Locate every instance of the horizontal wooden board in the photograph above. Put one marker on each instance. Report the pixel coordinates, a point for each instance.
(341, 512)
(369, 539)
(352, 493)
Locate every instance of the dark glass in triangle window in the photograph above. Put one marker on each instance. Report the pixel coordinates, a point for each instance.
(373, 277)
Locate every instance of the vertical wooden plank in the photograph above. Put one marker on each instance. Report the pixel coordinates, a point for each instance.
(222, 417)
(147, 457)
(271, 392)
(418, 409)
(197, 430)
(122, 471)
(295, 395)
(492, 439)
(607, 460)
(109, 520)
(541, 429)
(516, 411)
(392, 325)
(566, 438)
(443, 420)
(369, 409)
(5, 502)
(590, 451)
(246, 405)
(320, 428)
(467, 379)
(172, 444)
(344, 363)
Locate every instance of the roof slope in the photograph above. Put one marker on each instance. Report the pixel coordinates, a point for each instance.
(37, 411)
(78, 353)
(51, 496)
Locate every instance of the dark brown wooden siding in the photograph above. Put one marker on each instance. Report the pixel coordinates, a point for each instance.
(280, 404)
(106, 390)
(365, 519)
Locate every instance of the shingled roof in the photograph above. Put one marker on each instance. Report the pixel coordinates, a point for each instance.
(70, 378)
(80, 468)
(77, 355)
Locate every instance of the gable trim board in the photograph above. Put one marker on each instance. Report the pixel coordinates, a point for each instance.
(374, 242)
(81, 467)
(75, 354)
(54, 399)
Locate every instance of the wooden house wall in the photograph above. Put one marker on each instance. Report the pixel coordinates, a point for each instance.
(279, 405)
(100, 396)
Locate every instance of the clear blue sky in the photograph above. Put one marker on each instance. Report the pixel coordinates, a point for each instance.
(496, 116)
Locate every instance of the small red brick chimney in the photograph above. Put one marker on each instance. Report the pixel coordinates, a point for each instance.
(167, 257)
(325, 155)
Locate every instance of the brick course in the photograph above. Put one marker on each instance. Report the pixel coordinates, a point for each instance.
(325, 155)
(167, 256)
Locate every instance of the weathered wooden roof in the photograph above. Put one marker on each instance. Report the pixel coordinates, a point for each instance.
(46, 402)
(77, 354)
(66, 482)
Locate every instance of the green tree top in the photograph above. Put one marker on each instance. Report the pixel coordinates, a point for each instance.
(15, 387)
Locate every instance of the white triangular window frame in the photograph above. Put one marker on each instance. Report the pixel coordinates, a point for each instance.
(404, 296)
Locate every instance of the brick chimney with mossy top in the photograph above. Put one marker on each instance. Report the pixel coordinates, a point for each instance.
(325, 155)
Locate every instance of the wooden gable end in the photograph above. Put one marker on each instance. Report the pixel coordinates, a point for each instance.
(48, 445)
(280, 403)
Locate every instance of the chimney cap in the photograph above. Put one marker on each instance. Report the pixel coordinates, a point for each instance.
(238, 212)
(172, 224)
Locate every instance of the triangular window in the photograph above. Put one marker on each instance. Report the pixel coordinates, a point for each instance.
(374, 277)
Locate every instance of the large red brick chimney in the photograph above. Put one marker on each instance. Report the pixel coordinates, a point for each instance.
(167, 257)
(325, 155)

==

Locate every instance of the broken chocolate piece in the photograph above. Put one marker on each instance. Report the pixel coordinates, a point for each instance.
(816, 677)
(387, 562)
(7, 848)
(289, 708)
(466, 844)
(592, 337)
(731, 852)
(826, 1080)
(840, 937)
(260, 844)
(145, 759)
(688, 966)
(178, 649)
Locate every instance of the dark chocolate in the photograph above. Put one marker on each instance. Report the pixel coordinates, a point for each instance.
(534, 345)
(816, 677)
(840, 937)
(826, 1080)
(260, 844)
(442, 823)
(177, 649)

...

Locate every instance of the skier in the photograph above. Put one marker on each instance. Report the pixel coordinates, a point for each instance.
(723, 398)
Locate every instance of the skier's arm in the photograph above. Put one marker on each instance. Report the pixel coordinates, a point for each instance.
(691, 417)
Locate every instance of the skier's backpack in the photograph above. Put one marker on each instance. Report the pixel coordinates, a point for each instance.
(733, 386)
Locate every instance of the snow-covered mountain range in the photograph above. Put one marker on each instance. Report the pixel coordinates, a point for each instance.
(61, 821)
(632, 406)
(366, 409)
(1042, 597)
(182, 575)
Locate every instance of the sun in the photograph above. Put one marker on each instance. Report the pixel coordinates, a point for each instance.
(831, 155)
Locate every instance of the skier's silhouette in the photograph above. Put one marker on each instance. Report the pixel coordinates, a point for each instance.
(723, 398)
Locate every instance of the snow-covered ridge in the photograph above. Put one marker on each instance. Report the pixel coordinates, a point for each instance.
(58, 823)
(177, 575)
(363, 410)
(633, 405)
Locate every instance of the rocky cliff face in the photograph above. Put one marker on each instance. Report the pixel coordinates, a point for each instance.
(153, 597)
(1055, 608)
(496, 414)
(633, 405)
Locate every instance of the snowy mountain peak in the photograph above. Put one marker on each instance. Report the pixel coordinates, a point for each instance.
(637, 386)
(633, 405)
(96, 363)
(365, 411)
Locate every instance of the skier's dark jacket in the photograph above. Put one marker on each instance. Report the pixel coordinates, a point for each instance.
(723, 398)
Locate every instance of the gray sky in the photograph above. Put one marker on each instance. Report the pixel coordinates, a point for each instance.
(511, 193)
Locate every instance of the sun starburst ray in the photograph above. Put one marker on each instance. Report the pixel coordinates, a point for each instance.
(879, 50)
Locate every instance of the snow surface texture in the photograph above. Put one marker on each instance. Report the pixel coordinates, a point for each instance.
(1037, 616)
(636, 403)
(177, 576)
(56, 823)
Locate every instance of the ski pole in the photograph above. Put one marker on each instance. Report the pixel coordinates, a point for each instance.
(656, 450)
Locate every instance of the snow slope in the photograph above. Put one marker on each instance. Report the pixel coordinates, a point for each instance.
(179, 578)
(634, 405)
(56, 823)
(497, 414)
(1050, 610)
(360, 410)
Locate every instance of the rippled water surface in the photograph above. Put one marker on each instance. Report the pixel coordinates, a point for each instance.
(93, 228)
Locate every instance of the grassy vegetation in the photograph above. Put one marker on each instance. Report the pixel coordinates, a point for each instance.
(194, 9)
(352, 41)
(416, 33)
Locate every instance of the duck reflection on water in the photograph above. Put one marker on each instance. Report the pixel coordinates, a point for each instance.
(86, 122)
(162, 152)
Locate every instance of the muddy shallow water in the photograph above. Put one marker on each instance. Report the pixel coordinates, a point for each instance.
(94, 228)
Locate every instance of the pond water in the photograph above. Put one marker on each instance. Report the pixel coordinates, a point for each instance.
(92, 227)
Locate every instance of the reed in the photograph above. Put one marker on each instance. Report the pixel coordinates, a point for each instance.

§ **Written request**: Gather every line in the rows above that contains the word "duck" and copy each such line in full. Case counts.

§ **Result of the exercise**:
Locate every instance of the duck reflection on water in the photograph above. Put one marker on each instance. Report the pixel coordinates, a point for each instance.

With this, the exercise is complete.